* [WHAT THIS TASK INVOLVES]
Please tally the lines in the listing below that contain the word "tree" and reply with only that number.

* [DATASET EXCERPTS]
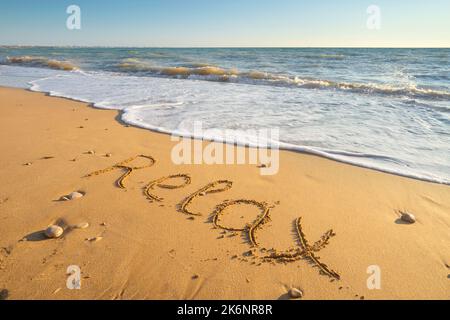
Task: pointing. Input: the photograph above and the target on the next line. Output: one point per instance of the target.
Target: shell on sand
(408, 217)
(82, 225)
(295, 293)
(94, 239)
(72, 196)
(54, 231)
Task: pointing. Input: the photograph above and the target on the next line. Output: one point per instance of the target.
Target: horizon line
(225, 47)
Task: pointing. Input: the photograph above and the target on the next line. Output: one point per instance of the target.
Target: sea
(384, 109)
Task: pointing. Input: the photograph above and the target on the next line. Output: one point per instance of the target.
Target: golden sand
(153, 225)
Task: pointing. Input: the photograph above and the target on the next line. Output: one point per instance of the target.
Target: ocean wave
(31, 61)
(215, 73)
(208, 72)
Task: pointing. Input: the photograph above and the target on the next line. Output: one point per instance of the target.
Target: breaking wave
(30, 61)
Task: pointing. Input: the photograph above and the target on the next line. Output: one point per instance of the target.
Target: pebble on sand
(94, 239)
(54, 231)
(295, 293)
(82, 225)
(408, 217)
(72, 196)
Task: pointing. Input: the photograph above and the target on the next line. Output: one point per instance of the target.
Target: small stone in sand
(295, 293)
(72, 196)
(82, 225)
(408, 217)
(54, 231)
(94, 239)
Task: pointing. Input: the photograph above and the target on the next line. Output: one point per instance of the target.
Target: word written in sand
(304, 250)
(123, 166)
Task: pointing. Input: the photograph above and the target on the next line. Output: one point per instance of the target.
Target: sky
(227, 23)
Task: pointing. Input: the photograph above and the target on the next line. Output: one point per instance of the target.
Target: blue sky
(241, 23)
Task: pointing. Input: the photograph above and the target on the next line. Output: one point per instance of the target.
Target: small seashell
(295, 293)
(94, 239)
(75, 195)
(82, 225)
(408, 217)
(54, 231)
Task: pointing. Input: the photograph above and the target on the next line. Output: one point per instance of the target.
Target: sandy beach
(134, 248)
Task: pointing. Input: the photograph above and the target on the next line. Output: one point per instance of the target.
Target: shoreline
(286, 147)
(154, 251)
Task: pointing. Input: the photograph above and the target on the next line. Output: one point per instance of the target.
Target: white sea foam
(385, 133)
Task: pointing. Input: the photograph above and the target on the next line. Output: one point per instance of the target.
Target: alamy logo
(74, 277)
(374, 280)
(374, 19)
(73, 21)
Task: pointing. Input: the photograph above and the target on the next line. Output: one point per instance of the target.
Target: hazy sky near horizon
(240, 23)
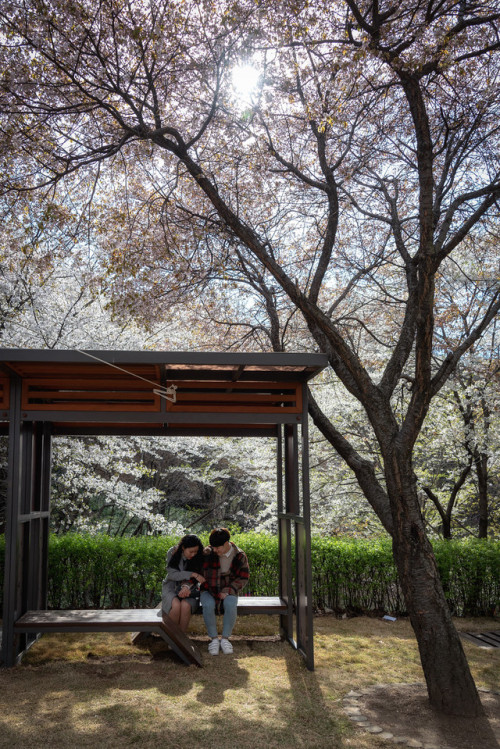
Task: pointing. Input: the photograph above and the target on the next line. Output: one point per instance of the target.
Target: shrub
(347, 575)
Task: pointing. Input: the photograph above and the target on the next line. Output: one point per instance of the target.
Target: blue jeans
(229, 620)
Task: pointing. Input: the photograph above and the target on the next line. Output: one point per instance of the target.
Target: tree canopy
(350, 206)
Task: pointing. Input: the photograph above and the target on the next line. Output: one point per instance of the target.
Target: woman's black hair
(187, 542)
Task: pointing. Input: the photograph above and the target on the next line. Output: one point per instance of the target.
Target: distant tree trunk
(449, 681)
(481, 463)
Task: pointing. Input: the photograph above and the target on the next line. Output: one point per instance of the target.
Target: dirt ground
(404, 711)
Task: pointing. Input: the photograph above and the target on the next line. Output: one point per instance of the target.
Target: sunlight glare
(245, 79)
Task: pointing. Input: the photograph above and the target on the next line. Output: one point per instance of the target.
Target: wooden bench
(136, 620)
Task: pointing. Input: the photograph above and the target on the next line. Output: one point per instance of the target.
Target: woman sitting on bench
(180, 589)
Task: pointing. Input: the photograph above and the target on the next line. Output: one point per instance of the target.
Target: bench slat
(127, 619)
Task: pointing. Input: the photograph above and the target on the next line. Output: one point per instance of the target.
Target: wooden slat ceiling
(132, 382)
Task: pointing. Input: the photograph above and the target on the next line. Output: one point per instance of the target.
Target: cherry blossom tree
(368, 158)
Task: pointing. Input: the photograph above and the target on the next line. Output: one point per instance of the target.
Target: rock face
(213, 489)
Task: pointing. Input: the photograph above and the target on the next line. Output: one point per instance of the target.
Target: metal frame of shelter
(46, 393)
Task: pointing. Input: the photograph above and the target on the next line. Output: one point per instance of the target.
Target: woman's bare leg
(185, 615)
(175, 612)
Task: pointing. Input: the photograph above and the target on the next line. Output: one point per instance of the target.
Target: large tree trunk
(450, 685)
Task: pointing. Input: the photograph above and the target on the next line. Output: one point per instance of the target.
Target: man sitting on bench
(226, 572)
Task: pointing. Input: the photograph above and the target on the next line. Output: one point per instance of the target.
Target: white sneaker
(226, 646)
(214, 647)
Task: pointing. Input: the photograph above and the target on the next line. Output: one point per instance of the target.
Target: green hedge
(348, 575)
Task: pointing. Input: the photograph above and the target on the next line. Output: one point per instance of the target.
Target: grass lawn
(99, 691)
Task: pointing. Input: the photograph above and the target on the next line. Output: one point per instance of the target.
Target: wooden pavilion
(46, 393)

* [ANSWER TO THIS EXERCISE]
4